According to the passage about China and Canada, which two Canadian exports has Beijing embargoed?
** Start of GIVEN TEXT **
China's offensive on Canada, in plain sight

China's offensive on Canada, in plain sight

Terry Glavin: Huawei is a key weapon in Beijing’s global economic and political ambitions. The Liberals are playing a dangerous game pretending otherwise.
It’s been on the front pages and at the top of the nightly newscasts for months. Diplomatic relations between China and Canada have collapsed. Beijing has arbitrarily imprisoned Canadian diplomat-on-leave Michael Kovrig and entrepreneur Michael Spavor, embargoed Canadian canola and pork exports, and threatened more pain to come. And China and the United States are at the brink of an all-out trade war.
There’s the shadowy role the Chinese telecom giant Huawei is playing in everything, and all the exotica about digital espionage, mass surveillance and the coming “internet of things” we’re supposed to sort out, and what it all might mean for Canada’s national security. It’s a lot to digest. It doesn’t help, either, that every day the saga seems to take another dramatic twist.
** End of GIVEN TEXT **
** Start of GIVEN DATA **
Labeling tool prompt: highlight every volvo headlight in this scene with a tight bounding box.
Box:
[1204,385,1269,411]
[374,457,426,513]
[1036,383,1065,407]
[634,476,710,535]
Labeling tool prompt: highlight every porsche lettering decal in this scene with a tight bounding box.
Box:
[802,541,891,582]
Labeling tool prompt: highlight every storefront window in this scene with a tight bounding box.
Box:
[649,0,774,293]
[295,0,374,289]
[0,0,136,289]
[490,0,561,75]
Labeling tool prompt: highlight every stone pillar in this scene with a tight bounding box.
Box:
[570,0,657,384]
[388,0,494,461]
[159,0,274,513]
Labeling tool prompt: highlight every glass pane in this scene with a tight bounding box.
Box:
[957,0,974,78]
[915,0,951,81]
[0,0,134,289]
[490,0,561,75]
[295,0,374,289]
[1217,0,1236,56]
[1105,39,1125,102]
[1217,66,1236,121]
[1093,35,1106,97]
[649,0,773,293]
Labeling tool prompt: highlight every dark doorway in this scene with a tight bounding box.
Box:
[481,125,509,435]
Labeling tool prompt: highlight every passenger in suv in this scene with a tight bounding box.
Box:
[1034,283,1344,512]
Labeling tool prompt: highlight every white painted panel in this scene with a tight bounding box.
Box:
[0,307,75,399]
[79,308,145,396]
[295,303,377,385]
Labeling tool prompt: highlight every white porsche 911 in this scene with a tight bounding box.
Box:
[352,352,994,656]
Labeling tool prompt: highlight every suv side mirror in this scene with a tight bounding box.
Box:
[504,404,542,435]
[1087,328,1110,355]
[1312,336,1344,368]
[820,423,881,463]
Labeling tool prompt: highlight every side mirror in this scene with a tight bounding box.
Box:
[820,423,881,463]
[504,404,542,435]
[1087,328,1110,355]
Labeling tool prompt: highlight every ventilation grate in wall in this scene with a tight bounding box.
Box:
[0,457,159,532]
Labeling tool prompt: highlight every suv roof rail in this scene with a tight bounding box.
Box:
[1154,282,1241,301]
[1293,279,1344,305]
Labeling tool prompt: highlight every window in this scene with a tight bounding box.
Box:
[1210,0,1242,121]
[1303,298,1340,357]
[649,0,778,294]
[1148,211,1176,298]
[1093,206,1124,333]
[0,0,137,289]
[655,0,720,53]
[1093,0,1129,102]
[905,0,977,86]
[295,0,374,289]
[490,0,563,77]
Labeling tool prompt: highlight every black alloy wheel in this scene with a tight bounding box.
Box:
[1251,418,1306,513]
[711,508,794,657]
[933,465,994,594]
** End of GIVEN DATA **
* **EXPECTED ANSWER**
Canola and pork.